=== Excerpted passage ===

Loopy, no idea what that appointment will be for unfortunately. Remind me, are you already matched? It may be a treatment planning appointment where they take your AF dates and tell you what your protocol will be, have you sign all the forms for HFEA etc. Best of luck!

Cortney, I'm sorry that your sister acted like that. It's horrible to have someone try to one-up you all the time and need all the attention!

Nicquie, welcome to the group! Don't be scared, if you have any questions or concerns just ask us - most of us have been through the whole thing at least once or twice so can help you. There's absolutely nothing to be scared of though  



Hope everyone else is well!

AF is sill AWOL. I even worse my best white knickers Madame, didn't do a darn thing! I have rising suspicion that I only ovulated a couple of days ago after all which means another 8-10 days before AF arrives and this cycle will be messed up


----------



## loopy loo1017

No I've done non of that yet pollita I'm hoping it might be done at this appointment 
Sorry af hasn't showed yet hope it comes soon and you can get started must be so exciting to be going again xx
Sfj I hope af turns up soon xx


----------



## loopy loo1017

Will i have to pay at this session or will it be after I'm matched and had my hysteroscopy? Xx


----------



## MadameG

Morning ladies, 

Loopy I would imagine that the appointment will be to do all the consent forms for both of you, with all the medical history etc. I don't know about when you would pay, did they not give you any details when they did your bloods? Hope it all goes well xxx

Sfj hope that AF shows her face so you can get going! Well done on the driving lesson, it's a tough thing to learn Xx

Pollita, whaaaaaat! The white knicker trick is almost a dead cert  you'll have to step it up and leave the house without any tampons/pads  hope that your body gets a move on.

===

Explore the material
A) In the forum thread, what does MadameG imagine Loopy's appointment will be for?
B) Continue the forum thread from its last line.

=== Material supplied ===

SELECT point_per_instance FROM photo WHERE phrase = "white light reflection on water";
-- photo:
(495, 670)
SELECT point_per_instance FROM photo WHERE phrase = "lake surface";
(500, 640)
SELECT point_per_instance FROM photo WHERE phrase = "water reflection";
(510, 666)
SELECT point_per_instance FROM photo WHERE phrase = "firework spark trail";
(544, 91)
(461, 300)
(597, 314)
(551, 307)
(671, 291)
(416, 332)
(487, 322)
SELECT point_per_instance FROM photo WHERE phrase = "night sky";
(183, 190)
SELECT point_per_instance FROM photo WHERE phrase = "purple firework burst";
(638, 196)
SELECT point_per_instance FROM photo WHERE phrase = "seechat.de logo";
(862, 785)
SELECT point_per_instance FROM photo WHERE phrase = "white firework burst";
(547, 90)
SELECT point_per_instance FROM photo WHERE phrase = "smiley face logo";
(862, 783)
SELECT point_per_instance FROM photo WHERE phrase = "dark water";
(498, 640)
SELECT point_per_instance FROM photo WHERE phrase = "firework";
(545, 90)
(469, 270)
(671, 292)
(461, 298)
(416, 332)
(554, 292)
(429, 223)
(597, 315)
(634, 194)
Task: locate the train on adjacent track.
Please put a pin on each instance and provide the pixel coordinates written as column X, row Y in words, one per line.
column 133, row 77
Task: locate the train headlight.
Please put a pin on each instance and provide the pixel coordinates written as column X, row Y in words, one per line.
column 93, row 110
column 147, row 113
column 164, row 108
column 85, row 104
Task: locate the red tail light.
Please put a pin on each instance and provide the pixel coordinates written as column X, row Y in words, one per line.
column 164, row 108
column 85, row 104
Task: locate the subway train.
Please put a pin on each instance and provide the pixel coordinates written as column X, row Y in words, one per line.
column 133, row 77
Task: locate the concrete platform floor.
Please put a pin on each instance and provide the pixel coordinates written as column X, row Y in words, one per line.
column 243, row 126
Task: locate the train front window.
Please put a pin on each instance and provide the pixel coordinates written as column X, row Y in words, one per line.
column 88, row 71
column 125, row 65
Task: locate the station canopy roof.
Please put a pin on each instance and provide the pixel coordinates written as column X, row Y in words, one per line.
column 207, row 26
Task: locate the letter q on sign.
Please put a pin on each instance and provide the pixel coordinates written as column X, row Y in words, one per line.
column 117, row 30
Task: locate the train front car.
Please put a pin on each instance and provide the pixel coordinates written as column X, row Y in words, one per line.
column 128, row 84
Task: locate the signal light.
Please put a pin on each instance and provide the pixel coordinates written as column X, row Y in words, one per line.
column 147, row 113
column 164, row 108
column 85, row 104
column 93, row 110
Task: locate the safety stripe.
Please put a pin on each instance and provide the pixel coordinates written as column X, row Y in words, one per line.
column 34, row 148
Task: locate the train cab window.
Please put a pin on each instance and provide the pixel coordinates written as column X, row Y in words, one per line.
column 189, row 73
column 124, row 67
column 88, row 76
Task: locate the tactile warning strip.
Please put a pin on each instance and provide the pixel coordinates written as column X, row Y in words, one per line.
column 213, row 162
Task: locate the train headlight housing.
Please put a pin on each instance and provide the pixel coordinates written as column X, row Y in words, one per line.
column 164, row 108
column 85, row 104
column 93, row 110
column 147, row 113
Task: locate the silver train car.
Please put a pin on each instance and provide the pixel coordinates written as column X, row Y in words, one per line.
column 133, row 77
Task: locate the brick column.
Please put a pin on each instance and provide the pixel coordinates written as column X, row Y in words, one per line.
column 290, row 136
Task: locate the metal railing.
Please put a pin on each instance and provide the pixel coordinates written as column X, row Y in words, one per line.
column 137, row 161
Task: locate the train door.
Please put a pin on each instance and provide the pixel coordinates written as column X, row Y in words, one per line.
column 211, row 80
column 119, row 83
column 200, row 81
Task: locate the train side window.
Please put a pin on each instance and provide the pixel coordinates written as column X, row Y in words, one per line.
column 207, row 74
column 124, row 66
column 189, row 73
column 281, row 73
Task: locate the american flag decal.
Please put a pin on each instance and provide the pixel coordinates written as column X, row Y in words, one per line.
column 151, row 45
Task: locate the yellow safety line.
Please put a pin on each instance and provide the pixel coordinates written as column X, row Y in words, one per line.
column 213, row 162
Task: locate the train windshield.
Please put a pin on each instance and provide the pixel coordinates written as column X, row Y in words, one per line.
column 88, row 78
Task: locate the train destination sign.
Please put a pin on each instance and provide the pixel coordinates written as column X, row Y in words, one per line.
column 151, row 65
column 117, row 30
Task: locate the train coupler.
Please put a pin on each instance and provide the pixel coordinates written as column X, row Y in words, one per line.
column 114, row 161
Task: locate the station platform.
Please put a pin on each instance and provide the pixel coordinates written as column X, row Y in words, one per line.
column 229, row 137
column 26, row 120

===
=== Material supplied ===

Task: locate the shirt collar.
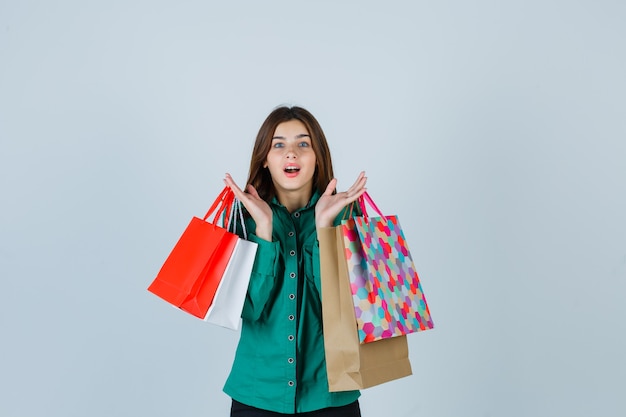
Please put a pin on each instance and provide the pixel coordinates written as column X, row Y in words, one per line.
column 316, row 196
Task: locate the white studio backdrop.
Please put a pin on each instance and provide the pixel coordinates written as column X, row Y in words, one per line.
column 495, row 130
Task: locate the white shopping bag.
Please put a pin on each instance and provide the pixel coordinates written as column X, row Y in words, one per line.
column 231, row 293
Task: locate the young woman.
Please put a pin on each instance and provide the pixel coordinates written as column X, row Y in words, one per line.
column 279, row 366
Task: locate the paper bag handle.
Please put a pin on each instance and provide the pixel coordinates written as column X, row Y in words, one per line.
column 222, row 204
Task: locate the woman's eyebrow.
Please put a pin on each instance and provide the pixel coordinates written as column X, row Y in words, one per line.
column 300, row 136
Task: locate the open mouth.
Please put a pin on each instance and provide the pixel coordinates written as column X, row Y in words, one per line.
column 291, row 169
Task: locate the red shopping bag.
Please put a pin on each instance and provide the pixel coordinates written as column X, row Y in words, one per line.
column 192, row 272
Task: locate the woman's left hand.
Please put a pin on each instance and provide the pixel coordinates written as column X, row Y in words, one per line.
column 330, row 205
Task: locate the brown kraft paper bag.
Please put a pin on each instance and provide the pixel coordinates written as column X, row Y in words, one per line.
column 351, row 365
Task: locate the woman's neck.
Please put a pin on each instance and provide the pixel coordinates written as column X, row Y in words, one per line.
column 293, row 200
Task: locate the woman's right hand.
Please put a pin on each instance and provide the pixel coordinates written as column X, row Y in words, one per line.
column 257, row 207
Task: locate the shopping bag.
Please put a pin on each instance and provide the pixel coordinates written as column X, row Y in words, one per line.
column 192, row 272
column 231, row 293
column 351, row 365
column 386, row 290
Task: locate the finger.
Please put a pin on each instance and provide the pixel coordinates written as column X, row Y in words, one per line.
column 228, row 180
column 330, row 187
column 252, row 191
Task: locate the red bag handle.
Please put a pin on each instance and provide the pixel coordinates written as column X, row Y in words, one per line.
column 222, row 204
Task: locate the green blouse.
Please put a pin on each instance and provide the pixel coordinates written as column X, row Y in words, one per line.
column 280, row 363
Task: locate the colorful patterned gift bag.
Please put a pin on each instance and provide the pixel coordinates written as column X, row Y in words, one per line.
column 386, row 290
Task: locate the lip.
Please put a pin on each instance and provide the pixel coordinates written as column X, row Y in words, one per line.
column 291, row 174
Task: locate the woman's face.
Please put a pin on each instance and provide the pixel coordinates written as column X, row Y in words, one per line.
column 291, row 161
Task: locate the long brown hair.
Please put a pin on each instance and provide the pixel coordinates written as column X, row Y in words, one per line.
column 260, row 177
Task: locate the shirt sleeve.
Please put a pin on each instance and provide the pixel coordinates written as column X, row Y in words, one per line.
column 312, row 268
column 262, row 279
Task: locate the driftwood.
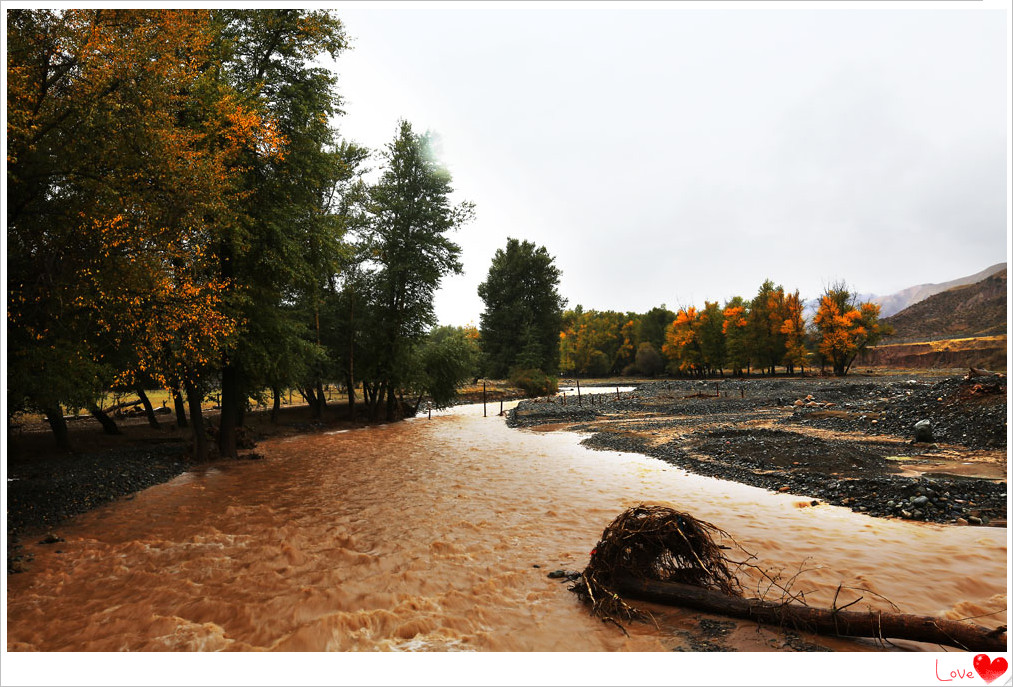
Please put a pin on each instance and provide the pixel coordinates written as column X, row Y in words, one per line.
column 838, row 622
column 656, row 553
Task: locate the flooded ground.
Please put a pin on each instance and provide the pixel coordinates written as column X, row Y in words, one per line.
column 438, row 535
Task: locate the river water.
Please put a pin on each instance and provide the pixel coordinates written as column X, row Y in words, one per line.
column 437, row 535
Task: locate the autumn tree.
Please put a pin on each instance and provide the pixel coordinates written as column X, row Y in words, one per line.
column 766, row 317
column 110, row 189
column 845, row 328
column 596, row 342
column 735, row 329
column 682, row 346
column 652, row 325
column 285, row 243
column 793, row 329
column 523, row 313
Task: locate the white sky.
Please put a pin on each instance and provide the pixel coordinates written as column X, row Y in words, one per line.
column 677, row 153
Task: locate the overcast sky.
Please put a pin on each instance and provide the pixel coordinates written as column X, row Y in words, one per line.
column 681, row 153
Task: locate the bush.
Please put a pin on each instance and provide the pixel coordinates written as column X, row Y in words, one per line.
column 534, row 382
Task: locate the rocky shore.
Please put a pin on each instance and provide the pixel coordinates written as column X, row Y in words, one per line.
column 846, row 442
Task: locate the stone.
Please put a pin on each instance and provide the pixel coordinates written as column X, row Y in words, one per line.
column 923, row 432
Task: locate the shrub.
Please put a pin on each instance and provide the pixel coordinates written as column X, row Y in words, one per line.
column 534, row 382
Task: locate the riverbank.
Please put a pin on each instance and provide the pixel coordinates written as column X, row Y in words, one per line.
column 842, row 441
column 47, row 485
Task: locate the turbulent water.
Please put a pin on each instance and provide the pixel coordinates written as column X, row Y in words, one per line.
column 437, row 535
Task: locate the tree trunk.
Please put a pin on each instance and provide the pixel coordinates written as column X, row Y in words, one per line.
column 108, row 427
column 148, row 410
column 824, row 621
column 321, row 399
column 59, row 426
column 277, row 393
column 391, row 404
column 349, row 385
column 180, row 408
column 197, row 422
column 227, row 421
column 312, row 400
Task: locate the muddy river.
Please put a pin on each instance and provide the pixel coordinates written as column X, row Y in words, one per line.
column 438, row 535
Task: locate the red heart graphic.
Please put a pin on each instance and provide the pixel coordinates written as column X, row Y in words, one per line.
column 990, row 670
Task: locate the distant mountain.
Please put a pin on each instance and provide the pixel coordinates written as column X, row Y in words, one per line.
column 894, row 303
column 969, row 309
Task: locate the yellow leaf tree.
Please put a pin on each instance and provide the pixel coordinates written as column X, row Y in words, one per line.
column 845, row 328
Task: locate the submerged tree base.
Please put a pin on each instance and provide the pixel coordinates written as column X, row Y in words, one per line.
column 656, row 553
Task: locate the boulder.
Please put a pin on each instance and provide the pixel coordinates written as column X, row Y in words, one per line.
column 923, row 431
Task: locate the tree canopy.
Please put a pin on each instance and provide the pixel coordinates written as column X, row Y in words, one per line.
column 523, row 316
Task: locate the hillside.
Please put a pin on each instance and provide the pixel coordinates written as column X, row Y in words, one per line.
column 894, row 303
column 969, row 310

===

Responses to the exercise
A) Doing all the consent forms for both of them, with all the medical history.

B)
Cortney yep I tested yesterday and it's totally blank... We looked through the microscope after the VR so knew it had worked before the first SA. Haven't caught him in the right mood yet   As far as I know, it's the scan next week, then sent away with opks, let them know I've ovulated and go back for transfer on day five. Hope my body plays ball   Doughnuts are waaaay flatter now. Hope the vanish soon! Xx

Welcome to the thread Nicquie, hope it all goes well  xxxx


----------



## Caz2424

Hi everyone 

Firstly can I apologise for going awol, I'll explain at the end 

Polita how annoying, I hope she turns up soon 

Madame I'm so sorry that it didn't stick xx 
I'm so glad you can start soon, so glad the doughnuts are on the way out, until your pregnant of course then they can return x

Loopy so glad everything is finally getting going for you xx

Sfj hope af hurries up so you can start the pill 

Cortney hope you are on countdown 

Kdjay hope you and dp are doing well 

Welcome nicquie ! 

Leni hope you are well 

Kez I'm so sorry x

Fluttershy I'm so glad you have a plan moving forward xxx 

Hope, Mle and anyone else I  hope you are well x 

Sorry if I've missed anyone 

I had scan wed which i was 8 weeks, it showed bleeding a lot worse so it's all around and under the sac which they says does put the pregnancy at risk given the size and location, they also said it could stop.. 🙏
I had been having brown bleeding but the next day I was back to red again.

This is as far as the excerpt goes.